§ DIRECTIVE A: Please rename "background" to "backdrop" in the part of the listing that opens with the line containing "white background -> outlines, every instance" and closes with the listing's last line, then give those lines again with nothing else changed.

§ GIVEN PASSAGE:

___

Posted on August 2, 2011 by Craig Paterson on his blog Deliberative Ideas

Certain moments in history require dedicated and focused attention to critical decisions. I believe we’re living in one of those moments…when deliberative work can be incredibly important for short-term and long-term well-being of our neighbors and our country. This is the moment for which we’ve been prepared in our experiences, our research and studies, and our professional practices. Carpe diem, my friends! ‘Seize the day’ to revive our democratic resilience through thousands of networked, small-group conversations to inform our leaders with the values, hopes and expectations of all Americans.

Last November and again in May, research workshops at the Kettering Foundation focused on how online digital strategies could encourage and effectively network greater public engagement in our most critical political dilemmas. In both of these workshops, we reaffirmed our confidence that great strides have been made in dialogue and deliberation during the past quarter century. We have a remarkably rich and deep deliberative infrastructure in place for in big cities and small towns across the country. Our biggest challenge it seems is to coordinate highly diverse efforts and then to make sense of a huge and nebulous cloud of deliberative data.

___

§ RECORD SET:
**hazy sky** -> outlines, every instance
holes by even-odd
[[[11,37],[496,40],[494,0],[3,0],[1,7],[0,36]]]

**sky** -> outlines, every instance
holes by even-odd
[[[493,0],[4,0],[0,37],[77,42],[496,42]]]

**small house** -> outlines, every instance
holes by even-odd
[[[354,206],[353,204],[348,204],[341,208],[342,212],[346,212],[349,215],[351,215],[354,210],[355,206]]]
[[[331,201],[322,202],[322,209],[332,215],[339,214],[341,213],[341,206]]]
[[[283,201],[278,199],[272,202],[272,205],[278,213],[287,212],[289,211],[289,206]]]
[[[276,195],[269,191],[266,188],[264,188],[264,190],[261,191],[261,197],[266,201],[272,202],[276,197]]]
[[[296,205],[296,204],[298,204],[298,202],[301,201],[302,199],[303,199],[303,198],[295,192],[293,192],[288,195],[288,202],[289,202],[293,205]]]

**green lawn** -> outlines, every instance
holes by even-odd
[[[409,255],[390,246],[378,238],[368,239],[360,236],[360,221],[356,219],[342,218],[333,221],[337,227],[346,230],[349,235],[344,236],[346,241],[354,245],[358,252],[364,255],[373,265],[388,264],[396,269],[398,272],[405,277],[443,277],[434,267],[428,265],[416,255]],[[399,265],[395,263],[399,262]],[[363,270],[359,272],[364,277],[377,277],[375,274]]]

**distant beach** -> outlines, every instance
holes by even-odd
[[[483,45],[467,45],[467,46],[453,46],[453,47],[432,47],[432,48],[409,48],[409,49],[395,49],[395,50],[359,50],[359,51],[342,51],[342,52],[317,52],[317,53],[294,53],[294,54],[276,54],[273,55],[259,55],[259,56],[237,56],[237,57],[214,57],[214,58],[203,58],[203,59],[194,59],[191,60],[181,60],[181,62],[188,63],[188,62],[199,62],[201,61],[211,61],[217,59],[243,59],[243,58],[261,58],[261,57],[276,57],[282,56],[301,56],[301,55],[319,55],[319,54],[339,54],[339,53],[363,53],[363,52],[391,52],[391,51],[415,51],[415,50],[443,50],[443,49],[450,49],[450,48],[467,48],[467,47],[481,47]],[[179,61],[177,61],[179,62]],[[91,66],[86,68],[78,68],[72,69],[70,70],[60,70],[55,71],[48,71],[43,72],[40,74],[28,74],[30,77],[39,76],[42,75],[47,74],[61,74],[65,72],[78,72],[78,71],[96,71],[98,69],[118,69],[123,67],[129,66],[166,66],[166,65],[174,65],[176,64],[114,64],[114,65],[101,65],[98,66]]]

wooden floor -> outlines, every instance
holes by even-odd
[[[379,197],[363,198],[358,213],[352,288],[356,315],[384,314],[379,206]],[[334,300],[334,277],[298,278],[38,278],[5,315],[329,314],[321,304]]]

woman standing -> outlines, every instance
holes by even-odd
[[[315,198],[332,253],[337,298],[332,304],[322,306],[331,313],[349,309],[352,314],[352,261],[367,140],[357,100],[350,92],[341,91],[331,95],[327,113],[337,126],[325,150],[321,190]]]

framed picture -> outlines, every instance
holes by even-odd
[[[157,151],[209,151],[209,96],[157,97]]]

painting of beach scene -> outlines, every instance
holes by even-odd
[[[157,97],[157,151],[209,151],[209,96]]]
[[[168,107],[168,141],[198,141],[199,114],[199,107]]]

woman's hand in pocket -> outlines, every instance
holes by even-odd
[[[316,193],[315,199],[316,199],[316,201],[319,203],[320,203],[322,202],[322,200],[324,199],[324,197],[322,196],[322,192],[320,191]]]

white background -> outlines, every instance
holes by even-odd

___

§ DIRECTIVE B: In the blog post on deliberative work, where were the research workshops held last November and again in May?

§ EXPECTED ANSWER A:
white backdrop -> outlines, every instance
holes by even-odd

§ EXPECTED ANSWER B: At the Kettering Foundation.